___ Source

Le Gouvernement agit pour faire de la France une championne de l'IA. C'est le sens de la stratégie nationale pour l'intelligence artificielle que nous avons mise en place et qui a permis d'investir plus de 2,5 milliards d'euros dans la recherche. Nous avons 14 médailles Field et des talents reconnus dans le monde entier. Nous avons créé neuf clusters IA, sur tout le territoire, et formerons plus de 100 000 personnes par an d'ici 2030. Nous avons développé notre capacité de calcul avec le calculateur Jean Zay et attirons les meilleurs centres de recherche mondiaux.
Nous avons plus de 1 000 start-up, dont Mistral AI, Hugging Face et Aqemia. Reconnues dans le monde entier, elles nous permettent d'être dans la course mondiale et d'offrir une troisième voie entre les États-Unis et la Chine.
Le sommet pour l'action sur l'IA, qui s'est tenu en France au mois de février, a marqué une nouvelle étape décisive. Nous avons lancé la troisième étape de notre stratégie nationale pour l'intelligence artificielle et instauré le comité interministériel de l'IA, sous l'égide du Premier ministre. Les moyens nécessaires sont mobilisés, et nous sommes tous à la tâche pour avancer.
Lors de ce sommet, 109 milliards d'euros d'investissements ont été annoncés pour développer l'IA et les infrastructures nécessaires au calcul en France.
Nous sommes attendus pour donner un cap à la gouvernance mondiale que le rapport de l'Opecst appelle de ses voeux. La création de la fondation Current AI pour financer des IA d'intérêt général, la signature d'une coalition mondiale pour une IA durable et la déclaration commune rassemblant soixante-deux pays pour une IA inclusive et éthique vont dans ce sens.
Nous devons permettre à chacun de s'emparer de l'IA : c'est une condition de la compétitivité de notre économie, mais surtout une nécessité pour construire une société inclusive dans laquelle l'innovation bénéficie à toutes et tous.
L'IA transforme déjà nos vies. Je l'ai vu à l'hôpital de Bourg-en-Bresse, où un médecin peut détecter une embolie pulmonaire ; à Quimper, où un lycéen dyslexique comprend enfin ses cours grâce à un surlignage automatique ; dans les Ardennes, où un agriculteur arrose moins, mais récolte plus ; à Bercy, où les agents de la DGFiP ciblent mieux leurs dossiers, ou dans les maisons France Service, où les personnels répondent plus facilement aux usagers.

______
___ Informations fournies

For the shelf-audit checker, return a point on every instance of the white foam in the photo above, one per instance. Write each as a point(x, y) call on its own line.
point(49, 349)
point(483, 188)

______

> **Tâche demandée A**
Présentez sous forme de liste le paragraphe du texte sur l'intelligence artificielle qui commence par « Le Gouvernement agit pour faire de la France », en conservant ses faits principaux.
> **Tâche demandée B**
Poursuivez le texte sur l'intelligence artificielle en reprenant juste après sa dernière phrase.
Ce matériel est distinct du texte sur l'intelligence artificielle.

> **Résultat de l'exercice A**
- Objectif : faire de la France une championne de l'IA grâce à la stratégie nationale pour l'intelligence artificielle.
- Plus de 2,5 milliards d'euros investis dans la recherche.
- 14 médailles Field et des talents reconnus dans le monde entier.
- Neuf clusters IA créés sur tout le territoire.
- Plus de 100 000 personnes formées chaque année d'ici 2030.
- Capacité de calcul renforcée grâce au calculateur Jean Zay.
- Attraction des meilleurs centres de recherche mondiaux.

> **Résultat de l'exercice B**
Pourtant, l'IA suscite toujours certaines craintes et n'est pas utilisée par toutes et tous. Quand sept jeunes de 18 à 24 ans sur dix l'utilisent quotidiennement, ce n'est le cas que de deux personnes de plus de 60 ans sur dix. Seulement 5 % des PME l'utilisent au quotidien, contre plus d'un tiers des grandes entreprises. Globalement, nous ne sommes pas en avance en matière d'adoption de cette technologie. Or l'IA ne sera un progrès qu'à la condition de ne pas être réservée à une minorité. Pour qu'elle soit un moyen d'émancipation des personnes et de résorption de la fracture numérique, nous organisons des milliers de cafés IA et, à la prochaine rentrée, des cours seront dispensés aux élèves de quatrième et de seconde pour les aider à comprendre l'IA et à développer leur esprit critique.
Notre objectif doit être d'orienter l'IA sans entraver l'innovation, mais en nous appuyant sur la réglementation européenne. Oui, l'Europe régule. Parce que, en Européens, nous avons décidé que la loi du plus fort ne devait pas l'emporter : pas question, par exemple, qu'une IA puisse déterminer l'orientation sexuelle des personnes.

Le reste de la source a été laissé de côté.